**SELECTED PASSAGE**
** Begin **
The Maddison Project provides GDP figures in terms of 2011 purchasing power parity dollars. To put this in plain English: when it states that Roman Italy in 1 CE had a GDP per capita of $1,407 in 2011 PPP dollars, it is saying that the average Roman produced enough to buy $1,407 worth of everyday goods in 2011 America.

We should dwell a bit longer on what this precisely means. “Purchasing power parity” is one of those unfortunate phrases that the eye readily glazes over, like “Wet Floor” or “Terms and Conditions.” I think many laypeople (and not a few economists) assume that it’s something that the experts have figured out. As usual, the truth is messier.

The purchasing power parity exchange rate is the imaginary rate that would make a good cost the same across countries. For instance, if in 2025, a Taco Bell Cheesy Gordita Crunch costs $5 in the US and 20 yuan in China, then the 2025 Cheesy Gordita Crunch PPP exchange rate would be 4 yuan per dollar. This logic can be extended to a whole basket of everyday goods to create an overall PPP for the cost of living. Today, the World Bank’s International Comparisons Program meticulously collates price baskets across over 100 countries to assemble these PPPs, which help inform critical development metrics like the famous dollar-a-day poverty line.
** End **
**WHAT IS BEING ASKED**
Rewrite the purchasing power parity passage from "We should dwell" through "truth is messier.", swapping "laypeople" for "non-specialists".

**SUPPLIED MATERIAL**
** Begin **
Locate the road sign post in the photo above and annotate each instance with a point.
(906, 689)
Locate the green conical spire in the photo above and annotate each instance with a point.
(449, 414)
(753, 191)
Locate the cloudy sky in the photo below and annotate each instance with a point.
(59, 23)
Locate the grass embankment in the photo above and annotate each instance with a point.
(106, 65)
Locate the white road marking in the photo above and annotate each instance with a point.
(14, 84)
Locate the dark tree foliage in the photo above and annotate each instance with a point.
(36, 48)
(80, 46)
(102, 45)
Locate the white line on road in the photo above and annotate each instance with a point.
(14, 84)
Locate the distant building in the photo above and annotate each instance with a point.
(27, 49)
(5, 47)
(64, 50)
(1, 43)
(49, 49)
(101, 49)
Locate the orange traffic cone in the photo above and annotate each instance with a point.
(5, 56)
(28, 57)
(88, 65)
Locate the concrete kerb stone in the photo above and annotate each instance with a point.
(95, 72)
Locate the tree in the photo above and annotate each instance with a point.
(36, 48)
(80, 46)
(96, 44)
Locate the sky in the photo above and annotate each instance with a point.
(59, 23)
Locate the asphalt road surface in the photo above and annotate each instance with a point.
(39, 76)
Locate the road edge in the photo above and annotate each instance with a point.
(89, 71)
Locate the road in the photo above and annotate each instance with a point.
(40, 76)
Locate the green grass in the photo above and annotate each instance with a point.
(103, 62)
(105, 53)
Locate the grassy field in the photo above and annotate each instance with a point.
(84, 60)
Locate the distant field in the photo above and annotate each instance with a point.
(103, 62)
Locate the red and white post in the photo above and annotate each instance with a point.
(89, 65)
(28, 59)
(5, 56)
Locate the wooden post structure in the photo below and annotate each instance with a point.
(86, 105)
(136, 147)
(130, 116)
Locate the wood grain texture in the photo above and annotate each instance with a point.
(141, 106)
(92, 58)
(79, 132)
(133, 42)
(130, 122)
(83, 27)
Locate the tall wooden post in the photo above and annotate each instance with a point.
** End **
**WRITTEN ANSWER**
We should dwell a bit longer on what this precisely means. “Purchasing power parity” is one of those unfortunate phrases that the eye readily glazes over, like “Wet Floor” or “Terms and Conditions.” I think many non-specialists (and not a few economists) assume that it’s something that the experts have figured out. As usual, the truth is messier.